[Pointing dataset excerpts]
— BEGIN —

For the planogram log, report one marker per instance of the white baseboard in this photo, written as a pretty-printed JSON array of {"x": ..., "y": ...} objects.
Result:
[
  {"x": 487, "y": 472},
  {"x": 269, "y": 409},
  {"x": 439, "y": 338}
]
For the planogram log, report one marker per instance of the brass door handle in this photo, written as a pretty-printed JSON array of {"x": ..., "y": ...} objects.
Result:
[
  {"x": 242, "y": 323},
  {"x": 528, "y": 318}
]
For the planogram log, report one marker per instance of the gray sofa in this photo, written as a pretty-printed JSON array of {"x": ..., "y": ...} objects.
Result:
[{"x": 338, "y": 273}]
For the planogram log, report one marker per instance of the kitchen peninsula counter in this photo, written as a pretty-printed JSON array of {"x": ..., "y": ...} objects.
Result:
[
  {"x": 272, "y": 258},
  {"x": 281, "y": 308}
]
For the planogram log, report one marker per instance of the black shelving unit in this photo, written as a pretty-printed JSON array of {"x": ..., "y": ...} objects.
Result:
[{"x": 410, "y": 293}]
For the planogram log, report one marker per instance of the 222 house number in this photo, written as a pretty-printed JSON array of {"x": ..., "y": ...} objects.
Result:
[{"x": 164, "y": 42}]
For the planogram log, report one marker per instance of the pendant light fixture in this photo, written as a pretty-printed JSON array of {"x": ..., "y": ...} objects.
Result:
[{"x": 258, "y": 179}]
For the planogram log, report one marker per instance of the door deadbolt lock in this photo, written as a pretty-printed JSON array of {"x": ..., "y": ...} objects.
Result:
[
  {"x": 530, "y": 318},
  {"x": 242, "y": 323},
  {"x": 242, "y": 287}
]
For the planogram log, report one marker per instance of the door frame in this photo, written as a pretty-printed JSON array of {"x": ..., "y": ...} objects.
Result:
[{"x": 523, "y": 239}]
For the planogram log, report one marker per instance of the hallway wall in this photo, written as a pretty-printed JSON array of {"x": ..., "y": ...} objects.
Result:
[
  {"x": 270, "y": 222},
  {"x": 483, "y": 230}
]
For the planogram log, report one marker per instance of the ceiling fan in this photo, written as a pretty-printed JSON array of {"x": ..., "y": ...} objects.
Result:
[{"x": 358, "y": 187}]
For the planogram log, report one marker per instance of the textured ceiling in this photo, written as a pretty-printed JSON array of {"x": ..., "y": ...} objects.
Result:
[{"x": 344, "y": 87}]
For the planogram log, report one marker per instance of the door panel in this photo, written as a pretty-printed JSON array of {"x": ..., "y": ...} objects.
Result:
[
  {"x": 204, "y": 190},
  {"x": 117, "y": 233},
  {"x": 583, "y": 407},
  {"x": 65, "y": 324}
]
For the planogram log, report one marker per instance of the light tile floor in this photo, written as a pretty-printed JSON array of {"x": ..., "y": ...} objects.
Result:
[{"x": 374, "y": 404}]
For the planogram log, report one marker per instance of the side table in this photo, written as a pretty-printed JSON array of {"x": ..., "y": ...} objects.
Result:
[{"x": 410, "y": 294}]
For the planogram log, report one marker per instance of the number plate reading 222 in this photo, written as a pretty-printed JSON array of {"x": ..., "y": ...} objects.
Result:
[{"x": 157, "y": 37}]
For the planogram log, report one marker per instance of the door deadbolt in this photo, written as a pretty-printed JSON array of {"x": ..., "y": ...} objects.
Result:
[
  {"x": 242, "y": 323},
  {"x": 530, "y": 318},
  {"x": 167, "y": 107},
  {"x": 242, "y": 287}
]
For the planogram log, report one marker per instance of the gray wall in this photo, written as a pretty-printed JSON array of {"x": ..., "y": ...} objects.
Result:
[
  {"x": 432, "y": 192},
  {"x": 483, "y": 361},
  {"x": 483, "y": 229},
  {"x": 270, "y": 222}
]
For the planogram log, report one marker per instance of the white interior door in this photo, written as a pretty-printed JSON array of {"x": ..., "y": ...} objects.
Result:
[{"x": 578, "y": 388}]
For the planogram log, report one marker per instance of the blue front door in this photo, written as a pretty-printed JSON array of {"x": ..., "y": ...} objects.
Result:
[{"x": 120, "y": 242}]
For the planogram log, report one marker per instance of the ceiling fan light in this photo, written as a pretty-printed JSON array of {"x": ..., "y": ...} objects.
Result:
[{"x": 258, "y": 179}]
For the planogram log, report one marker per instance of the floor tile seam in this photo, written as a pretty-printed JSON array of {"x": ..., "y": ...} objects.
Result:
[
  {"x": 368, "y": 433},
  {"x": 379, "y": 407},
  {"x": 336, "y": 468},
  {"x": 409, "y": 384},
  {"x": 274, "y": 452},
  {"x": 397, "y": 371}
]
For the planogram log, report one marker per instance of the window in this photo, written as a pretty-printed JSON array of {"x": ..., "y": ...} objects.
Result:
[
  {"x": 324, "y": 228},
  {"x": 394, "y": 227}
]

— END —
— BEGIN —

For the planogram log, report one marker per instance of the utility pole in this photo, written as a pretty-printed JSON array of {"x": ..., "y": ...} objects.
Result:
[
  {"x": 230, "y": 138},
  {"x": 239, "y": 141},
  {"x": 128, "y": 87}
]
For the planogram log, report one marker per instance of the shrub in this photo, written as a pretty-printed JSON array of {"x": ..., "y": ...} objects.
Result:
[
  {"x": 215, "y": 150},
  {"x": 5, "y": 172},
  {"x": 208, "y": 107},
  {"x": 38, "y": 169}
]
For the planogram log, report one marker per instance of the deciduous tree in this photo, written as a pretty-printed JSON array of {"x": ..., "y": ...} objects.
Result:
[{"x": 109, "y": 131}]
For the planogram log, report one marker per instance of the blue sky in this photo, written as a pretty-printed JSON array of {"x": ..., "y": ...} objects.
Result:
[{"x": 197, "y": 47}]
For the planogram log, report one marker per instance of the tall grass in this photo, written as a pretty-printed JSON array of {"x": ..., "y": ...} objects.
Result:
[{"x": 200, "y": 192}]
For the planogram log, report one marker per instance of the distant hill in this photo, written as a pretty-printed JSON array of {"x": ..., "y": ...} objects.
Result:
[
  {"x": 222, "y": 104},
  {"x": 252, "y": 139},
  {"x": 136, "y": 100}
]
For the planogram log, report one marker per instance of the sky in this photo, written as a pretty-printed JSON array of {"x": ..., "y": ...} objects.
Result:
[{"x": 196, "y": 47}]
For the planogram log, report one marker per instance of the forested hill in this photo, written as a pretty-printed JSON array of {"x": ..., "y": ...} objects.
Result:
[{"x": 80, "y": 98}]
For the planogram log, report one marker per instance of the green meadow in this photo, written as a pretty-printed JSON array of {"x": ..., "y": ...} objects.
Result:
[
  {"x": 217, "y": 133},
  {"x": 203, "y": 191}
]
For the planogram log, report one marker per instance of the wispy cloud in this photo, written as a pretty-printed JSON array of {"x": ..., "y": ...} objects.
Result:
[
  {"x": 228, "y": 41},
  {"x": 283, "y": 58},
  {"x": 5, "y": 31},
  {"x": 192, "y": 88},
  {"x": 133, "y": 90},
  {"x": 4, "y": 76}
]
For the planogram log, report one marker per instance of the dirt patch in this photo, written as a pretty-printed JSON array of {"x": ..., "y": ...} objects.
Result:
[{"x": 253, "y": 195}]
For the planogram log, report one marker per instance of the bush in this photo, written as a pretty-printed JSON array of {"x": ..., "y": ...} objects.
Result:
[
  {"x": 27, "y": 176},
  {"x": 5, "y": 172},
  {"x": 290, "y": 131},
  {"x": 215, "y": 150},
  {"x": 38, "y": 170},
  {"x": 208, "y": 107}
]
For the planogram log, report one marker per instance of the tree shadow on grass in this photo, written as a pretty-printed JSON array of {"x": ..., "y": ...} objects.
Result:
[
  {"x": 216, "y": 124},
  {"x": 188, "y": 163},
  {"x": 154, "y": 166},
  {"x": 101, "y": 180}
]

— END —

**Objective:**
Collect every line of the material above that contains the word "gray", and copy each one in full.

**Output of the exercise:**
For the planogram log, report one marker per instance of the gray sofa in this photo, written as a pretty-printed JSON array of {"x": ..., "y": ...} objects.
For the planogram log, report one marker per instance of the gray wall in this photo, written as a pretty-printed JSON array of {"x": ..., "y": ...} objects.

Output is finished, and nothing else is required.